→ **TASK DATA**:
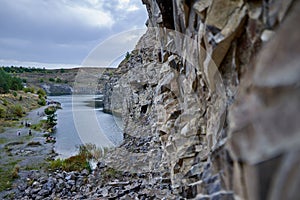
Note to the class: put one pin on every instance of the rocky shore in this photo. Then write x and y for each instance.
(102, 183)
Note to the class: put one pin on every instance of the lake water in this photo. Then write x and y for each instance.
(80, 123)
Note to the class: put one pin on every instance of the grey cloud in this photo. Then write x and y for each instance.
(61, 31)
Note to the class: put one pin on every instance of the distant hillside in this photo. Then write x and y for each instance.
(62, 81)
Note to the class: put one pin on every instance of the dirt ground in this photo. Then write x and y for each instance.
(22, 153)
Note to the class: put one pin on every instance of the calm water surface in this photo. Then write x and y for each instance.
(80, 123)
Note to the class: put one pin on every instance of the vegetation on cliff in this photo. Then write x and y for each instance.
(8, 82)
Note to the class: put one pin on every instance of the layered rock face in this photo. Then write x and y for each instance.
(210, 99)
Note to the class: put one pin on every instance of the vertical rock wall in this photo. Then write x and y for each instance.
(210, 98)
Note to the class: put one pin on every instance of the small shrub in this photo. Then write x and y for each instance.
(74, 163)
(34, 144)
(15, 172)
(42, 101)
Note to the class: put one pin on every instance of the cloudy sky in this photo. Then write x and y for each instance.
(60, 32)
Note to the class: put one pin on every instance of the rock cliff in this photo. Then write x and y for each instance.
(210, 99)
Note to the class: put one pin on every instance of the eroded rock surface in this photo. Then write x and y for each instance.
(210, 99)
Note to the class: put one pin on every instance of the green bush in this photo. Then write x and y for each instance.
(42, 101)
(41, 92)
(29, 89)
(18, 110)
(2, 111)
(15, 94)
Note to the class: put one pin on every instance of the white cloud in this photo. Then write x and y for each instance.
(90, 16)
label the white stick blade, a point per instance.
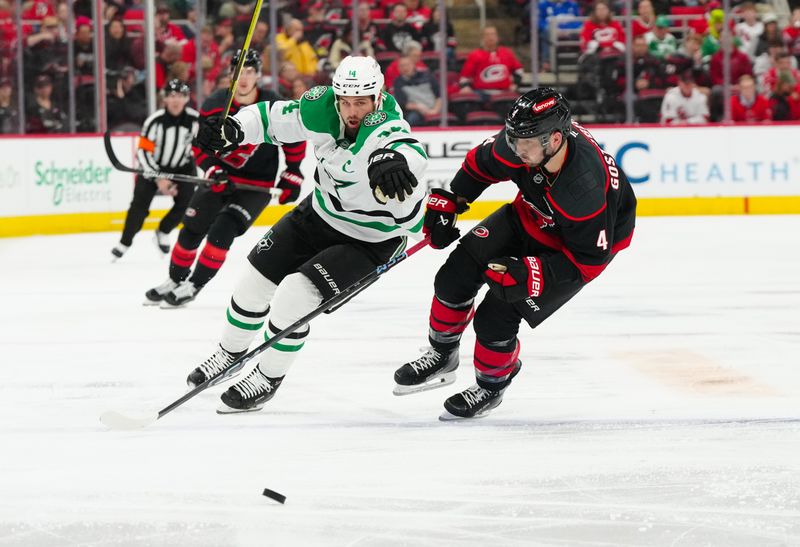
(117, 421)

→ **EXERCISE OBJECTIVE**:
Transcribe every entry above word for word, leaving out the pictures.

→ **THE ANSWER**:
Note to the class: put one pin on every instance of the rocky shore in this photo. Then write x and y for each instance.
(102, 183)
Note to the class: put one pin on every instance of the lake water in this photo. Then write x and y for each instance.
(80, 123)
Note to the class: put one pin on every instance of the grey cloud in this photo. Then write x and y for each instance.
(61, 31)
Note to the class: put one pin on every instance of the distant hillside in this photo. Then write x and y for each instance.
(62, 81)
Note to the class: put one pin on every instance of the dirt ground in this photo. Then write x and y for each instance.
(22, 153)
Note to the class: put one pin on every instance of the calm water surface in this photo. Then write x and y for each instance.
(80, 123)
Note to the class: put one pin on every instance of the vegetation on cliff in this photo. Then write x and y for each instance.
(8, 82)
Note to the class: put one pin on every instance of the layered rock face in this photo. Then write x and y for each instance.
(210, 99)
Note to the class: put one pin on every instance of the vertical rock wall in this photo. Then write x and y for each instance.
(210, 98)
Note to the class: put one pin on every instance of the small shrub in this photo. Then write x and y for each instance.
(74, 163)
(34, 144)
(15, 172)
(42, 101)
Note to the class: put one pin on every instance of the cloudy sky in this photo. Then write x and y for each instance.
(60, 32)
Note to the class: put one pin on every instance of the rock cliff in this photo. Then write x and y for each instance.
(210, 99)
Note to the class: put one pin on every instance of the eroded rock surface in this photo. Then write x and y for each instance.
(210, 99)
Note to the class: put one pin on every instance of the green bush in this photo. Then write x and y for each instance.
(42, 101)
(41, 92)
(29, 89)
(18, 110)
(2, 111)
(15, 94)
Note to the class: put one pin on every instance of the white cloud in this photo. Then write x and y for each instance.
(90, 16)
label the white stick blade, a point per instance.
(117, 421)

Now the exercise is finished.